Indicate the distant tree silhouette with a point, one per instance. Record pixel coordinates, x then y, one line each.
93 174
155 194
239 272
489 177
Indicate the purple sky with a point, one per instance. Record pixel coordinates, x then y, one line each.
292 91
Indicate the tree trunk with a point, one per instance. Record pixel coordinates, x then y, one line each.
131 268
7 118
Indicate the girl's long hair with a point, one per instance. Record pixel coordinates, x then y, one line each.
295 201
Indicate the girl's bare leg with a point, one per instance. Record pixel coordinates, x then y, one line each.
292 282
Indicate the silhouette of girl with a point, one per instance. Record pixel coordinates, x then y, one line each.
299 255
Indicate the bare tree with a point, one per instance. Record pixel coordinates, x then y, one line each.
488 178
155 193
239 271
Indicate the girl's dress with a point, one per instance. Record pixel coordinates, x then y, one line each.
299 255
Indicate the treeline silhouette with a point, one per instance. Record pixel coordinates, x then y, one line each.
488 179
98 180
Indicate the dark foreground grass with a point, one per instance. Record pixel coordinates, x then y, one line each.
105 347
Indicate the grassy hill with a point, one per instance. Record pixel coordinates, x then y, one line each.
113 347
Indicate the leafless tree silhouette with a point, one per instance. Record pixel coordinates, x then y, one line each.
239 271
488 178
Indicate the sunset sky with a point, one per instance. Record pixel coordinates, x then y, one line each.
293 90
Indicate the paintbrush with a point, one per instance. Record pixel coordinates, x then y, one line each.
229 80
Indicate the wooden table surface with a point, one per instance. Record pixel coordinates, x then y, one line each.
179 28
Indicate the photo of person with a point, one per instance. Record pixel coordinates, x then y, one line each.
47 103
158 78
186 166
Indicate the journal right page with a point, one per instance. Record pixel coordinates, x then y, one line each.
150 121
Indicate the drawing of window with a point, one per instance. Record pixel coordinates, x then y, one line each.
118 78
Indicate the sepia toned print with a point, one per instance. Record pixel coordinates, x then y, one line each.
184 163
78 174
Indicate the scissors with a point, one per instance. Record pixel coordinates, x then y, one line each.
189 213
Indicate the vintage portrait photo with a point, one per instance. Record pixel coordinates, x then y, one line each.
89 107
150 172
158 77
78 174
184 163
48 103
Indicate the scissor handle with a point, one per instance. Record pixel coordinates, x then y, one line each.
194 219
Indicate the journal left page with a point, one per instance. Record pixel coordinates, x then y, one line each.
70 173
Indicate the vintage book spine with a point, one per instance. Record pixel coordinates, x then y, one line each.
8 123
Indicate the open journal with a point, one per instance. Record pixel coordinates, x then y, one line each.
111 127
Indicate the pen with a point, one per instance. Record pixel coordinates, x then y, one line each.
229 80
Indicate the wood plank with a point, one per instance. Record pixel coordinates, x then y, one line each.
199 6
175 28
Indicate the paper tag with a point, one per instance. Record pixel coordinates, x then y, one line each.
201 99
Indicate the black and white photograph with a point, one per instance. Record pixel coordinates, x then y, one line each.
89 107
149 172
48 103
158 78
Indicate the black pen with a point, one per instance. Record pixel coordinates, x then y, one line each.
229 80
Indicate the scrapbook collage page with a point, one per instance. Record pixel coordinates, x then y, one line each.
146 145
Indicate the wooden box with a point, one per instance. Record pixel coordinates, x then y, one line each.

....................

Reproduce the data in full, exactly as presented.

Problem solution =>
Indicate the distant tree silhouette with a point, one per instance. Record pixel coordinates, x then y, one line each.
93 174
155 194
239 272
489 177
Indicate the purple sky with a point, one per instance. Record pixel coordinates, x then y, one line each.
292 91
Indicate the tree trunk with a point, one per instance. Record pixel coordinates, x then y, one line each.
131 268
7 118
Indicate the girl's long hair with a point, one per instance. Record pixel coordinates, x then y, one line each.
295 201
Indicate the girl's bare leg with a point, one per instance. Record pixel coordinates, x then y, one line each.
292 282
Indicate the silhouette of girl with a point, one per instance. Record pixel coordinates, x then y, one line each.
299 255
Indicate the bare tree with a point, one per instance. Record pixel coordinates, x then y, one line each.
488 178
155 193
239 271
Indicate the girl's dress with a point, one per instance. Record pixel coordinates, x then y, one line each.
299 255
Indicate the treeline silhouette with a point, one per instance. Record pixel coordinates, x then y, one line each.
488 179
98 180
Indicate the dark foreground grass with a point, one per instance. Record pixel coordinates, x then y, one line each.
105 347
Indicate the grassy hill with a point, one per instance. Record pixel coordinates, x then y, one line each.
113 347
Indicate the leafless tree silhouette with a point, one per instance. Record pixel coordinates, x then y, one line each.
239 271
488 178
Indicate the sunset sky with a point, one per instance. Record pixel coordinates, x then y, one line each.
293 90
Indicate the paintbrush with a point, one per instance. Record pixel coordinates, x then y, one line each.
229 80
Indicate the wooden table surface with a point, one per instance. Record pixel coordinates, x then y, one line each.
179 28
Indicate the photo of person with a point, one per instance. Record pixel coordinates, x then y, one line each.
47 103
158 78
186 166
Indicate the journal right page with a point, one per instance. Record pixel coordinates, x then y, one line each.
150 121
Indicate the drawing of window with a point, one per instance. Record pixel coordinates, x then y, one line each.
118 78
Indicate the sepia toned print with a point, one per instance. Record pixel coordinates, x then y, one line each.
184 163
78 174
Indicate the scissors with a point, one per instance. Record pixel coordinates, x then y, one line each.
189 213
Indicate the vintage portrait photo with a point, one per instance. Record pixel coordinates, x then y, one line each.
89 107
150 172
158 77
78 174
184 163
48 103
Indicate the scissor handle with a point, one per instance. Record pixel coordinates, x then y, one line each.
194 219
Indicate the journal left page with a point, one per instance. Record pixel coordinates, x then y, one line each.
70 173
Indicate the vintage book spine with a point, one per instance. Record pixel coordinates, x then y, one line each.
8 123
Indicate the open journal with a point, one per instance. Record pixel coordinates, x then y, one line each.
111 127
Indicate the pen with a point, one per instance. Record pixel coordinates, x then y, one line each.
229 80
Indicate the wood plank with a point, one per instance. Record pixel coordinates, x then y, one line each.
199 6
175 28
Indicate the paper tag with a point, one per instance. Record pixel coordinates, x then y, one line each.
201 99
Indicate the black and white photograph with a point, one per instance. Record pixel coordinates, x then y, one line each.
89 107
149 172
48 103
158 78
Indicate the black pen with a point, one per instance. Record pixel coordinates, x then y, one line each.
229 80
Indicate the scrapbook collage page with a point, one per instance. Record pixel coordinates, x then y, one line each.
146 145
Indicate the wooden box with a point, one per instance. Record pixel coordinates, x then y, one line each.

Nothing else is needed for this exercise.